» Source:

**********

Now, as the searing Kuwaiti summer afternoon gave way to a hazy evening, Schloesser and the CIA station chief looked away from the television images and locked glances with their boss, Ambassador James A. Larocco, a career foreign service officer who had served tours in Egypt, Israel, and Saudi Arabia. “Guys, we’ve got to take immediate steps right here,” Larocco said. As the three men rushed out of the station chief’s office to report to superiors in Washington, coordinate with Kuwaiti security forces going on alert, and check in with a spider web of informants and spies for clues to a possible next wave of attacks, each man felt it in his gut: Al Qaeda. For Schloesser, who was already preparing to leave for a new assignment at the Pentagon, a decade of planning and carrying out a secretive counterterrorism campaign against Al Qaeda was just beginning.

*   *   *

Juan Zarate stood at the window of his new fourth-floor office at the Treasury Department in Washington looking south toward the Pentagon. Clouds of billowing black smoke smeared the early morning sky. “Jim, I can tell you right now, the Pentagon’s been hit!” Zarate yelled over the phone to his former boss at the Justice Department, James S. Reynolds, whom he had called to alert to the strikes. “We’re under attack!”

Three weeks earlier, Zarate had been a rising star in the Justice Department’s terrorism and violent crimes section. With degrees from Harvard College and Harvard Law School, Zarate had been a young federal prosecutor assisting on some of the biggest cases in the burgeoning field of counterterrorism.

The son of immigrants—his mother from Cuba; his father, a physician, from Mexico—Zarate had already lived a life that was a classic all-American success story. Raised in Orange County, California, in a politically conservative family, he showed an interest in security conflicts at a precocious age. As a fifth grader, he wrote a term paper on the war in Angola in the 1970s and the role of Cuban forces there. Zarate, balding, with rimless glasses, looked older than his thirty years. As a junior-level attorney, he had already participated in the prosecutions of the bombers of the U.S. embassies in Kenya and Tanzania in August 1998, attacks organized by Al Qaeda that killed 224 people and wounded thousands. Later, his superiors assigned him to cases involving Hamas, the FARC insurgent group in Colombia, and the attack on the USS Cole. The Cole bombing, in particular, was seared in his mind after he pored over the graphic photos of damage to the ship and the sailors killed on board. “If the American people saw what we’re seeing, they’d demand war,” Zarate said.

When the Treasury Department came calling in August 2001 and offered to make him part of a senior team running its international financial enforcement and sanctions branch, Zarate jumped at the chance to broaden his counterterrorism credentials and delve into the murky world of illicit financing. Three weeks later, on September 11, Zarate could barely find his new office in the cavernous Treasury Department building, much less know which levers to pull and which people to call in a crisis. It left him feeling momentarily helpless. “If I were back at DOJ, I’d know what to do, who to call,” he said. “I didn’t really know what to do here yet.” Zarate followed his instincts, which were screaming, “Al Qaeda, Al Qaeda,” and called his former colleagues at Justice to offer his assistance.

**********

» Your tasks:
- 1) Answer these questions from the counterterrorism excerpt:
(a) In which countries had Ambassador Larocco served tours?
(b) On which floor of the Treasury Department was Zarate's new office?
(c) What was the subject of the term paper Zarate wrote as a fifth grader?
- 2) Count the lines of the listing that contain the string "head". Reply with the number only.

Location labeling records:
**********

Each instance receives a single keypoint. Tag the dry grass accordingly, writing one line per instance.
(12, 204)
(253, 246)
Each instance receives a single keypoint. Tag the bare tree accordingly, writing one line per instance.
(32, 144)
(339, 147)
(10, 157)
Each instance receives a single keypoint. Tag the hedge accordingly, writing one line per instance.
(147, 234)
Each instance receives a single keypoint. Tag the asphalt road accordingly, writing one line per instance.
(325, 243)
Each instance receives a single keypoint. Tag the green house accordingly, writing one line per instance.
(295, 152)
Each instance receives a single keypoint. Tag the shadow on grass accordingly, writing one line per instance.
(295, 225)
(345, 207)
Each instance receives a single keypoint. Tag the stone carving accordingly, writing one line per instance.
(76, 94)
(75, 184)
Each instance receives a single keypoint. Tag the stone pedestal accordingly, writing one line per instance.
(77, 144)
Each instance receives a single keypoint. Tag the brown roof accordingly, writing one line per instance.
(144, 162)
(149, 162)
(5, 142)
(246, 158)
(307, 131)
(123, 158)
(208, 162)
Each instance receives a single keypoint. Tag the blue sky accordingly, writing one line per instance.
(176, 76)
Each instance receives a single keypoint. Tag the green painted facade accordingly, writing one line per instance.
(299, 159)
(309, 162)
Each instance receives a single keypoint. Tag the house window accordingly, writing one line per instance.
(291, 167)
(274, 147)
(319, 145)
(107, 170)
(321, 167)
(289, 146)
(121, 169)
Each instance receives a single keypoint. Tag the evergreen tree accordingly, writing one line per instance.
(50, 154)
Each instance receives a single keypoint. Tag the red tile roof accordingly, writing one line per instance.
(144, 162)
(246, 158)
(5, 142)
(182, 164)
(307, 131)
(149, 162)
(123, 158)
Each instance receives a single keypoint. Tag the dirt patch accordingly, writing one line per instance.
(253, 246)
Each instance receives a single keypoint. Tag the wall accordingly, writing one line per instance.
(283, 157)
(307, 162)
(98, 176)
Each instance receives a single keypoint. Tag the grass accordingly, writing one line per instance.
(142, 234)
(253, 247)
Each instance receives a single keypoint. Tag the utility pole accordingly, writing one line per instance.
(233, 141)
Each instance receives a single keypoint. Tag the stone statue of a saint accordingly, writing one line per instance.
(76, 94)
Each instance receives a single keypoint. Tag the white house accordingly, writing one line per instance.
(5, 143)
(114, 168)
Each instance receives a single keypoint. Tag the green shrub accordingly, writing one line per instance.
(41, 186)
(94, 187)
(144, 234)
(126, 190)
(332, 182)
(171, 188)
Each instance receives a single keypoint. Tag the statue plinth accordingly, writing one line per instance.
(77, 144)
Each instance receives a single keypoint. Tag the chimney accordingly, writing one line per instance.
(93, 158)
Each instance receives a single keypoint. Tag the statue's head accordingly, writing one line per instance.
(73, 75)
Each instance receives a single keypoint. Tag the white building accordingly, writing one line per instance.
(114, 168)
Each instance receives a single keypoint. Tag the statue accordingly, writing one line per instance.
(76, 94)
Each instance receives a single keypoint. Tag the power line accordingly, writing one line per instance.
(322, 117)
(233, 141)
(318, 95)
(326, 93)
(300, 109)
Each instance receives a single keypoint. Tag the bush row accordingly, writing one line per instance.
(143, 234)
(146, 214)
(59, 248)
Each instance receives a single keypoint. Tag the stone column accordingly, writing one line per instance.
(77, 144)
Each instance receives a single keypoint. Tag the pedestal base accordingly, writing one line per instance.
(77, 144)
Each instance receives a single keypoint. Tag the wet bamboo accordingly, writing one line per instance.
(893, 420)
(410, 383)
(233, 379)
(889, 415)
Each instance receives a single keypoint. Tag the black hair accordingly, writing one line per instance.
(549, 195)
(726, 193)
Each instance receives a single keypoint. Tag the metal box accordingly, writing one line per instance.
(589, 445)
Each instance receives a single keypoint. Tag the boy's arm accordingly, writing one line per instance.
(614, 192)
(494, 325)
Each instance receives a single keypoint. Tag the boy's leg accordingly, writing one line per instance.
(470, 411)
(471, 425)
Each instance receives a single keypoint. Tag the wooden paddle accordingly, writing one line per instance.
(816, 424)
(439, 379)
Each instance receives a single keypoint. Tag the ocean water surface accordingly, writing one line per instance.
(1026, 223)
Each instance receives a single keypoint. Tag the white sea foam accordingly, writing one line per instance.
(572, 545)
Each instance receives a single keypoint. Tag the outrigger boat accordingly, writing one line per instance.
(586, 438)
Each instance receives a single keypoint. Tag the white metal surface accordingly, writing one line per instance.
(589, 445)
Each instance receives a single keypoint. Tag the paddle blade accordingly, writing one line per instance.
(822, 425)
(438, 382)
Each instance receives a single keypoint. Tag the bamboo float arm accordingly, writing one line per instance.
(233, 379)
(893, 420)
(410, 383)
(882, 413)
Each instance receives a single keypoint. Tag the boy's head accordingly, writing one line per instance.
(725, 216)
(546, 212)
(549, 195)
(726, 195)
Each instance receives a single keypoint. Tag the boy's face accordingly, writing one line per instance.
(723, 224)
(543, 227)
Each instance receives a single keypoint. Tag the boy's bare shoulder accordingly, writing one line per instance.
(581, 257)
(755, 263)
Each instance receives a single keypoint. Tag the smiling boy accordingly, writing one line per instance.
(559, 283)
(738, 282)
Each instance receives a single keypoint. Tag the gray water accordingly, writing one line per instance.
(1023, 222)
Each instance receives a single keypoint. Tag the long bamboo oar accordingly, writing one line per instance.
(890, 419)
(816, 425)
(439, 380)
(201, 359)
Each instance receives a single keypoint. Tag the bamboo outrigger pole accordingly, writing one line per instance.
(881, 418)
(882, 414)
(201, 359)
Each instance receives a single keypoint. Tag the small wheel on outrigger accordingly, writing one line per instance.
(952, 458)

**********

» Answers to each task:
- 1)
(a) Egypt, Israel, and Saudi Arabia.
(b) The fourth floor.
(c) The war in Angola in the 1970s and the role of Cuban forces there.

- 2) 2